__Exercise__
Rewrite the data below, substituting "Hand-label" for every occurrence of "Manually annotate" and changing nothing else.

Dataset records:
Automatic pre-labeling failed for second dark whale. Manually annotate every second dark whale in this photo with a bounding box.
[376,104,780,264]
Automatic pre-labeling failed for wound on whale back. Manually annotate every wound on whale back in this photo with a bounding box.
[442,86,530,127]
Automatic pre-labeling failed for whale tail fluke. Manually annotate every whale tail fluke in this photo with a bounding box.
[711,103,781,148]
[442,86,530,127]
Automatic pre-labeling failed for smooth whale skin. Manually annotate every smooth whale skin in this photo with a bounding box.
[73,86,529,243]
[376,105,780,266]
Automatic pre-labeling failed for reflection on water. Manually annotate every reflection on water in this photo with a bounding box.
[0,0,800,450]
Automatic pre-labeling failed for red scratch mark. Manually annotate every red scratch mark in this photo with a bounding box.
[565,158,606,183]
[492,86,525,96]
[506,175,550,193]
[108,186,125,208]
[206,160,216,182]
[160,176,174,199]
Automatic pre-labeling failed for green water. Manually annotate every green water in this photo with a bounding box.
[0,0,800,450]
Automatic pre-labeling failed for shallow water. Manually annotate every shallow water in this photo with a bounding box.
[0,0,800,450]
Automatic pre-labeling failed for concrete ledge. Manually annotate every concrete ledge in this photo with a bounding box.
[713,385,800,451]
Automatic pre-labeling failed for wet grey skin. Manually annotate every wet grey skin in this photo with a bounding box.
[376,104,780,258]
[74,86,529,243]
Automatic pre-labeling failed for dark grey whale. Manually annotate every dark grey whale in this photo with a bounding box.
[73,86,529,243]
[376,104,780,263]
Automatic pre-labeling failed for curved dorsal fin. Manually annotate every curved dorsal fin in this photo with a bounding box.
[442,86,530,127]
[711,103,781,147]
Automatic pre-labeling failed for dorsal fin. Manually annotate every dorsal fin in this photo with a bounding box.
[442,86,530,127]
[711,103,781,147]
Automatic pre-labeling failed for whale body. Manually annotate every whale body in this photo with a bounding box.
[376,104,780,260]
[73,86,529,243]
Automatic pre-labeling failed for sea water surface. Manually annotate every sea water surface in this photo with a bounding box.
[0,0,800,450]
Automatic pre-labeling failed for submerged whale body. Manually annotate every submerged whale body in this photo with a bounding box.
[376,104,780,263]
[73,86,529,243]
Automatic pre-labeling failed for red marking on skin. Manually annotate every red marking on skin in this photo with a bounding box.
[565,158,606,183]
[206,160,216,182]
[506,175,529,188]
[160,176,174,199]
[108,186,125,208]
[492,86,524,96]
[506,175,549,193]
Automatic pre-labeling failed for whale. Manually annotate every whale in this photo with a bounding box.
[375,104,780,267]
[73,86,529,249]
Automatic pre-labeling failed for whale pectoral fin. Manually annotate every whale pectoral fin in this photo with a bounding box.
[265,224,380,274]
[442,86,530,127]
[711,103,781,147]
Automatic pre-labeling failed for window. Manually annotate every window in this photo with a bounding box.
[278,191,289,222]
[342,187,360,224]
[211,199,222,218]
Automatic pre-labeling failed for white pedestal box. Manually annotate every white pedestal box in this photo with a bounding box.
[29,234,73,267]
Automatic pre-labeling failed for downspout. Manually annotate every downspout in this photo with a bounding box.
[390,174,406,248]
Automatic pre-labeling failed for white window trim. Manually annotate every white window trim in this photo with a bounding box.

__Full output__
Automatic pre-labeling failed for second dark whale. Hand-label every second dark whale in this photo with a bounding box.
[376,104,780,264]
Automatic pre-labeling failed for wound on whale back. Hand-label every wound on whale back in this photo with a bounding box.
[442,86,530,127]
Automatic pre-labeling failed for whale tail fluke. Hand-label every whale tail fluke in this photo with a bounding box.
[711,103,781,148]
[442,86,530,127]
Automatic pre-labeling failed for smooth whale skin. Hand-label every smooth whale skin in this photo with a bounding box.
[73,86,529,243]
[376,105,780,266]
Automatic pre-labeling failed for reflection on water. Hand-label every reflection on water in this photo with a bounding box.
[0,0,800,450]
Automatic pre-labeling failed for red scratch mark. Hand-label every red scratch mark in this photo with a bounding box.
[565,158,606,183]
[492,86,525,96]
[506,175,550,193]
[108,186,125,208]
[206,160,216,182]
[160,176,174,199]
Automatic pre-labeling failed for green water. Hand-label every green water in this photo with a bounding box.
[0,0,800,450]
Automatic pre-labeling failed for shallow water. Hand-label every shallow water in this photo with a bounding box.
[0,0,800,450]
Automatic pre-labeling failed for concrete ledge. Hand-label every concrete ledge in this photo with a bounding box.
[713,385,800,451]
Automatic pre-labeling failed for wet grey skin. Hand-label every wet grey skin in this photo with a bounding box.
[376,104,780,258]
[74,86,529,243]
Automatic pre-labeling failed for dark grey whale. Hand-label every dark grey whale in this photo with a bounding box.
[73,86,529,243]
[376,104,780,263]
Automatic pre-labeling failed for curved dorsal fin. Hand-label every curved dorsal fin in this photo with a bounding box.
[442,86,530,127]
[711,103,781,147]
Automatic pre-labeling failed for dorsal fin. Hand-label every dorsal fin in this photo with a bounding box.
[442,86,530,127]
[711,103,781,147]
Automatic pre-labeling failed for whale body. Hand-label every whale body in this photo with a bounding box.
[376,104,780,260]
[73,86,529,243]
Automatic pre-labeling failed for sea water surface. Hand-label every sea water surface in this photo with a bounding box.
[0,0,800,450]
Automatic pre-labeling failed for submerged whale body. Hand-label every submerged whale body in this photo with a bounding box.
[376,104,780,263]
[73,86,529,243]
Automatic pre-labeling failed for red marking on skin. Hand-label every red marking on skin in this photo with a bounding box.
[565,158,606,183]
[206,160,216,182]
[506,175,529,188]
[160,176,174,199]
[108,186,125,208]
[492,86,524,96]
[506,175,549,193]
Automatic pre-labeling failed for whale. Hand-label every whale in this photo with a bounding box.
[375,104,780,267]
[73,86,529,249]
Automatic pre-labeling failed for whale pectoral fin. Hand-label every whale pectoral fin in this photo with a bounding box.
[265,224,380,274]
[442,86,530,127]
[711,103,781,147]
Automatic pre-labeling failed for window. Hand-label every window in this photo with a bounding box.
[278,191,289,222]
[342,187,360,224]
[211,199,222,218]
Automatic pre-labeling failed for white pedestal box. Hand-label every white pedestal box in this photo with a bounding box.
[29,234,73,267]
Automatic pre-labeling failed for downspout. Hand-label every downspout in this photo with a bounding box.
[390,174,406,248]
Automatic pre-labeling failed for white window trim. Hand-label every white window trim in this photo with a bounding box.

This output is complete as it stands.